[READING TEXT]:
★ ★ ★ ★ ★
I'm in the same boat. At least there's a couple of us that think this way. I'm always amazed when I run into people who think neural nets are a relatively recent thing, and not something that emerged back in the 1940s-50s. People seem to tend to implicitly equate the emergence of modern applications of ideas with the emergence of the ideas themselves.
I wonder at times if it stems back to flaws in the CS pedagogy. I studied philosophy and literature in which tracing the history of thought is basically the entire game. I wonder if STEM fields, since they have far greater operational emphasis, lose out on some of this.
> people who think neural nets are a relatively recent thing, and not something that emerged back in the 1940s-50s
And to bring this full circle... if you really (really) buy into Schmidhuber's argument, then we should consider the genesis of neural networks to date back to around 1800! I think it's fair to say that that might be a little bit of a stretch, but maybe not that much so.
> Around 1800, Carl Friedrich Gauss and Adrien-Marie Legendre introduced what we now call a linear neural network, though they called it the “least squares method.” They had training data consisting of inputs and desired outputs, and minimized training set errors through adjusting weights, to generalize on unseen test data: linear neural nets!
... except linear neural nets have a very low level of maximum complexity, no matter how big the network is, until you introduce a nonlinearity, which they didn't. They tried, but it destroys the statistical reasoning so they threw it out. Also I don't envy anyone doing that calculation on paper, least squares is already going to suck bad.
★ ★ ★ ★ ★
[RECORDS SHOWN]:

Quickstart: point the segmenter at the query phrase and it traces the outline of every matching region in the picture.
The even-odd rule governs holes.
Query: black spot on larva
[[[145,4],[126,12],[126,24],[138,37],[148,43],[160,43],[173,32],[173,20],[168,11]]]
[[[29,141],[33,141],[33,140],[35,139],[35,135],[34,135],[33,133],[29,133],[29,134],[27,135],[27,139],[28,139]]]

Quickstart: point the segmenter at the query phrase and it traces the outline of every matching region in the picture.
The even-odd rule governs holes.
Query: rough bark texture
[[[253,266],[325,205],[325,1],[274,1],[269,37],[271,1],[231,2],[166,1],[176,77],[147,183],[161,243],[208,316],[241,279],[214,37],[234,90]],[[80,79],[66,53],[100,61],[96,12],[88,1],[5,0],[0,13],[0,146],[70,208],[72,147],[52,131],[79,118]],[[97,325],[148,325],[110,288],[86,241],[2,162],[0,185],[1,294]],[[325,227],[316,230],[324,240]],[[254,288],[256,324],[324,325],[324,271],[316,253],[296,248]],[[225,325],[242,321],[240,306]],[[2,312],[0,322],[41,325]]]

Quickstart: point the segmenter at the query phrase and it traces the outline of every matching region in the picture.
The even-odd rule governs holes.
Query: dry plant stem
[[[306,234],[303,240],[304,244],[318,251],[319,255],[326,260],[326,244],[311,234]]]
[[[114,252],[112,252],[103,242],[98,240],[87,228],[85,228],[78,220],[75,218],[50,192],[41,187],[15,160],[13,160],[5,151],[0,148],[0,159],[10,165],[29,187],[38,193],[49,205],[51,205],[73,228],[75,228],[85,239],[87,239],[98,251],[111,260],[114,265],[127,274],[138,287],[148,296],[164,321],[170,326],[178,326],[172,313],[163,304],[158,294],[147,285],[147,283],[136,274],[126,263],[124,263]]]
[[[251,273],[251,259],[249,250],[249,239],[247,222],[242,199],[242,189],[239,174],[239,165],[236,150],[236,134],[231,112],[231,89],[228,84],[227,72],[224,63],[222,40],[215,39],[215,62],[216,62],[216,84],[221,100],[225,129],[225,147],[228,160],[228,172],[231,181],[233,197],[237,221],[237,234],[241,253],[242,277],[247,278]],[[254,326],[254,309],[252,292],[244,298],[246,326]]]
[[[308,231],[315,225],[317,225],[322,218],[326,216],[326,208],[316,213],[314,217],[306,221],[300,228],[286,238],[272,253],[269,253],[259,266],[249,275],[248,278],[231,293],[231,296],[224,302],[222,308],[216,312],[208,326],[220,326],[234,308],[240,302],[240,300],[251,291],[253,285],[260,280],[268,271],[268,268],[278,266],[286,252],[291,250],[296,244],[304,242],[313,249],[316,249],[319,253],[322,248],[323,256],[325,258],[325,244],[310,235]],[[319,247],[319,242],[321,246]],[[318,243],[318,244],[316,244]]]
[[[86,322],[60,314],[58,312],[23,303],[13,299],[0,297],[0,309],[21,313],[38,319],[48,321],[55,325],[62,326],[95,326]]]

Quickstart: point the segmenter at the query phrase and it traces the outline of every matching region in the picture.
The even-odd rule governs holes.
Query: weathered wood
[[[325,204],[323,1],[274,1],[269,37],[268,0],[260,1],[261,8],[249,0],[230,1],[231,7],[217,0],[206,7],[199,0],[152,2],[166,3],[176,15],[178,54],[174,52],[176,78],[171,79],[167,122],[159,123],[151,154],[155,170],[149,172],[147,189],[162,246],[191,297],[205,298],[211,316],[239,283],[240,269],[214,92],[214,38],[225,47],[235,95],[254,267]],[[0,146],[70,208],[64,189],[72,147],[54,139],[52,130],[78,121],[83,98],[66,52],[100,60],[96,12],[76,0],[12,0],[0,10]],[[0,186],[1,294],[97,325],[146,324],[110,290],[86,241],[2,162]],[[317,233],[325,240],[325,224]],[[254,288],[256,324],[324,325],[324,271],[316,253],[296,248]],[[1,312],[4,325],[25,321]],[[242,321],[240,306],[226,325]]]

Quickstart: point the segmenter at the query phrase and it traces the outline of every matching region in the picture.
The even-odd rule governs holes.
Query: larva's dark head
★ ★ ★ ★ ★
[EXERCISE TASKS]:
(a) Reproduce the part of the forum thread on the history of neural networks, starting with "I wonder at" and going on through "that much so.".
(b) State whether each statement agrees with the forum thread on the history of neural networks, answering yes or no and quoting the deciding words: (i) Gauss and Legendre called their method the "least squares method." (ii) Gauss and Legendre kept a nonlinearity in their method. (iii) The thread says neural nets emerged in the 1970s.

[TASK-BY-TASK ANSWERS]:
(a)
I wonder at times if it stems back to flaws in the CS pedagogy. I studied philosophy and literature in which tracing the history of thought is basically the entire game. I wonder if STEM fields, since they have far greater operational emphasis, lose out on some of this.
> people who think neural nets are a relatively recent thing, and not something that emerged back in the 1940s-50s
And to bring this full circle... if you really (really) buy into Schmidhuber's argument, then we should consider the genesis of neural networks to date back to around 1800! I think it's fair to say that that might be a little bit of a stretch, but maybe not that much so.

(b)
(i) Yes: "though they called it the “least squares method.”"
(ii) No: "They tried, but it destroys the statistical reasoning so they threw it out."
(iii) No: "not something that emerged back in the 1940s-50s"